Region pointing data
---*---
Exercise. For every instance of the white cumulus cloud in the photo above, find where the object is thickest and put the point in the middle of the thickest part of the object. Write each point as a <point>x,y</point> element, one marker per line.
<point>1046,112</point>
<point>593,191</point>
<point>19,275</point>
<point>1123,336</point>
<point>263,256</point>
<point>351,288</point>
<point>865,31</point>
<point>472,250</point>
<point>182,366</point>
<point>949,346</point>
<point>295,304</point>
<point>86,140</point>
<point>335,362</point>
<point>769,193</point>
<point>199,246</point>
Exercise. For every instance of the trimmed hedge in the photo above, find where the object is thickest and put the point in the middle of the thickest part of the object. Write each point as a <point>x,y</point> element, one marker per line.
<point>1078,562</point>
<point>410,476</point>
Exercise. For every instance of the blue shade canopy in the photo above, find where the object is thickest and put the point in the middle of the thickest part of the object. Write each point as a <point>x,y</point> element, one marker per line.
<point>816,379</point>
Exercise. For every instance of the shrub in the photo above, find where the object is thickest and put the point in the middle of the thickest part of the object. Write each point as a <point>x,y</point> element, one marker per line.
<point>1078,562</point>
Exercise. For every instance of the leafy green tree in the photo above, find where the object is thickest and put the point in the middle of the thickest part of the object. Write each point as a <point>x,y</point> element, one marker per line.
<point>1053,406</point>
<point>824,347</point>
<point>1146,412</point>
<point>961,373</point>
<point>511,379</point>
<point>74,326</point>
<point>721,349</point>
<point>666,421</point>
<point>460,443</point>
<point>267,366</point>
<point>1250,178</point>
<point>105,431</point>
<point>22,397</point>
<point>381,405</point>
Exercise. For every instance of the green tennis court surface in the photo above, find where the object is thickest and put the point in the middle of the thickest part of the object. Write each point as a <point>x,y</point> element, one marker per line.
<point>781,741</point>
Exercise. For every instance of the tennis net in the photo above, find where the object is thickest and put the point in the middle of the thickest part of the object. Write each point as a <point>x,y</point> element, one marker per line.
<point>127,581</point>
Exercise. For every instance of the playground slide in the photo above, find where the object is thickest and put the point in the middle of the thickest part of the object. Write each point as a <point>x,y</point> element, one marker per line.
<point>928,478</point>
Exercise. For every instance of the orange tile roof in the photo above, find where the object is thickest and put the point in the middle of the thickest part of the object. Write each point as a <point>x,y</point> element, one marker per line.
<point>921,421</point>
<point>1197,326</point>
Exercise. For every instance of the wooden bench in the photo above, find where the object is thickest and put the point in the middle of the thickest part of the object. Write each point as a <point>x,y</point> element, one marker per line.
---*---
**Problem requirements:** Please copy only the lines from the one with "Exercise. For every instance of the playground" through the final line of the records above, both ends included.

**Finished exercise:**
Exercise. For every instance of the playground slide in the photo above, find where the object is thickest and put the point in the middle of the thickest part of the object. Write each point as a <point>x,y</point> element, one marker per line.
<point>928,478</point>
Exercise. For every instance of the orange tile roof in the photo above, find where the object is thickest and put the point in the middle of the thickest part of the object. Write each point as a <point>x,y</point> element, one marker per line.
<point>921,421</point>
<point>1197,326</point>
Exercise. For every instance of the wooden bench in the photo above, find where the object is thickest and put the point in the middle of the thickest part of the object. Write each point as a <point>x,y</point> element, one marker per line.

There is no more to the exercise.